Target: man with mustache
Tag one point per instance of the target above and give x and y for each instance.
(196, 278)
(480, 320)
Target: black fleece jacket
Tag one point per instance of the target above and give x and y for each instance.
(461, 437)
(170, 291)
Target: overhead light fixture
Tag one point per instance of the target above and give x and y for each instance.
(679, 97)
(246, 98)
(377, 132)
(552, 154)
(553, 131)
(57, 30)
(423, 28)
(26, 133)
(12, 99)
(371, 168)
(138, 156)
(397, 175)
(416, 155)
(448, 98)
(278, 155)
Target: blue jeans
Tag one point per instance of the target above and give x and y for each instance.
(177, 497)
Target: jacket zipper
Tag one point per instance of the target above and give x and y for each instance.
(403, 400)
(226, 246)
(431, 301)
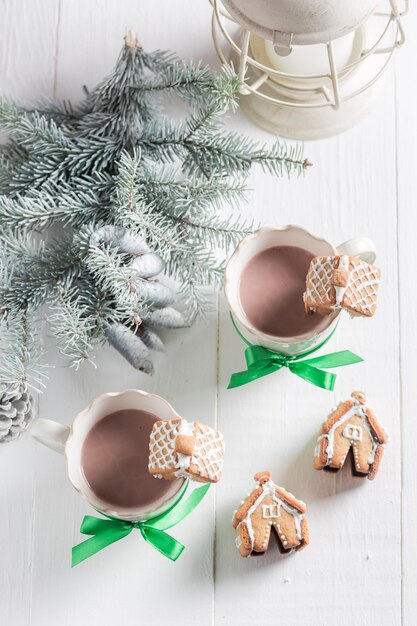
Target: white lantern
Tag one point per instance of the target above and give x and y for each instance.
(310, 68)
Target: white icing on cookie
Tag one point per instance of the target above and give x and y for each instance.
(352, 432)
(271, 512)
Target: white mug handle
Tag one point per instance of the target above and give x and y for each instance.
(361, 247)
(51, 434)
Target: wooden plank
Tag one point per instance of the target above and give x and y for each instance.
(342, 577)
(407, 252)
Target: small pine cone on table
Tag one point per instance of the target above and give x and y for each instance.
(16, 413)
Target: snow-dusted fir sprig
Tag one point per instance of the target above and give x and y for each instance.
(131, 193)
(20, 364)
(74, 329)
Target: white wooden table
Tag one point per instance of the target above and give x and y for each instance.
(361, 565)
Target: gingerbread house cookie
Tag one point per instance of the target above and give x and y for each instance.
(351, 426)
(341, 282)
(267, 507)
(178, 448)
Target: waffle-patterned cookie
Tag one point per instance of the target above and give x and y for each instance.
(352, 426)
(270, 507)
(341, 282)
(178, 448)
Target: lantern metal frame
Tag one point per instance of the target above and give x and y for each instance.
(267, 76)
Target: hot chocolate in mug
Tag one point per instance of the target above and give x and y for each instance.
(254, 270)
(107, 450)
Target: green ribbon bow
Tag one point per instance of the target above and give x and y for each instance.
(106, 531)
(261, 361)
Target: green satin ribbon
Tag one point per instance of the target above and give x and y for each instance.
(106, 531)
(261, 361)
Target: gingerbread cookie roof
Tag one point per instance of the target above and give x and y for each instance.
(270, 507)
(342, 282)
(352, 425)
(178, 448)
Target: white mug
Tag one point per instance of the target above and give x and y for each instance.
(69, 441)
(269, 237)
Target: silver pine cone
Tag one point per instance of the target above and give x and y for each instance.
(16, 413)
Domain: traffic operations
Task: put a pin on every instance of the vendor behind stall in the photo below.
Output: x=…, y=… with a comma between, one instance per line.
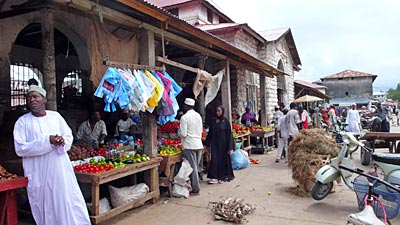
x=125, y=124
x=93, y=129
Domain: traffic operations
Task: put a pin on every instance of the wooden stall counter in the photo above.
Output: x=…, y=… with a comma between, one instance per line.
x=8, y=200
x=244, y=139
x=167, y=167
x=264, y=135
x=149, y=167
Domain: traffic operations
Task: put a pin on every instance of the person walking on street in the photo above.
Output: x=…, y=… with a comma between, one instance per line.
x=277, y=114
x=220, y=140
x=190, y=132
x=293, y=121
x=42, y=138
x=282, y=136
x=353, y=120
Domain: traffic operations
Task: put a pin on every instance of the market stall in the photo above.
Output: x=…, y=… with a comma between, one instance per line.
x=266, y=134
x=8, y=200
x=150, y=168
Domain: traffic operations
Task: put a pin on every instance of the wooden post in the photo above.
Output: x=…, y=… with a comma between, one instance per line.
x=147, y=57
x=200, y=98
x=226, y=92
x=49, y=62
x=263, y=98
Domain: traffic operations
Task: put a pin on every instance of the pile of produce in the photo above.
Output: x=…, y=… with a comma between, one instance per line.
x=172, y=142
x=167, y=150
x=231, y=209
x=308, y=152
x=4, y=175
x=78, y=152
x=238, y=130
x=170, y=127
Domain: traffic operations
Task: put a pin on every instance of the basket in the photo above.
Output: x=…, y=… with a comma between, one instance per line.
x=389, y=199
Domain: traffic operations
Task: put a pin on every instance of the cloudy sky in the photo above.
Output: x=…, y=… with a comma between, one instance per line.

☆ ☆ ☆ ☆

STATED TASK: Convert everything from the line containing "Target: small pine cone on table" down through the line containing "x=353, y=120", both lines included, into a two-column CSV with the headers input and output. Give one row per record, put its text and its answer each in a single quoted field with line breaks replaced by spaces, and leave the pictures out.

ANSWER FOR THIS EXERCISE:
input,output
"Target: small pine cone on table Tag one point per instance of the target above and give x and y for each instance.","(16, 413)"
"Target: snow-dusted fir sprig Tag one point per instance of the target above and give x and y for each instance.","(131, 193) (20, 364) (74, 329)"
"Target: white wooden table Tag one point per instance of the target above and give x and y for each instance.","(361, 565)"
"Target: gingerbread house cookie Tag one point per instance of the target above and give x and y for each instance.","(351, 426) (341, 282) (267, 507) (178, 448)"
"Target: waffle-patterned cookie Tag one point per instance of the target above and give x and y for each instance.","(352, 426) (270, 507) (341, 282) (178, 448)"
"Target: lantern metal frame Tag one point per instance of the target above and give x and y for each instance.","(267, 76)"
"Target: hot chocolate in mug Tag one point per instance of the target above and give x and y for each instance.","(254, 270) (107, 450)"
"Target: green ribbon bow Tag one point per instance of the target above and give x and y for each instance.","(106, 531) (261, 361)"
"Target: green satin ribbon Tag one point per instance of the target above and give x and y for each instance.","(106, 531) (261, 361)"
"Target: gingerbread cookie roof Tag one point per instance of the target above and give x and y for each instance.","(270, 507) (342, 282) (352, 425) (178, 448)"
"Target: white mug Tag one point per instance of the target above and give x and y for each instance.","(69, 441) (269, 237)"
"Target: silver pine cone Tag one point per instance of the target above and give x and y for each instance.","(16, 413)"
"Domain: traffic operations Task: put a pin on every instance of the vendor behind stall in the photo below. Output: x=…, y=… with a comma between, one instance per line.","x=125, y=124 x=93, y=129"
"Domain: traffic operations Task: put a pin on every instance of the wooden stall counter in the photo above. Output: x=…, y=… with a comma between, one instance per line.","x=8, y=200 x=244, y=139 x=167, y=167 x=264, y=135 x=149, y=167"
"Domain: traffic operations Task: put a pin on every instance of the person walking on street in the photo above. Output: x=…, y=… with a comma between, one instance per line.","x=277, y=114 x=220, y=140 x=190, y=132 x=293, y=121 x=42, y=138 x=282, y=136 x=353, y=120"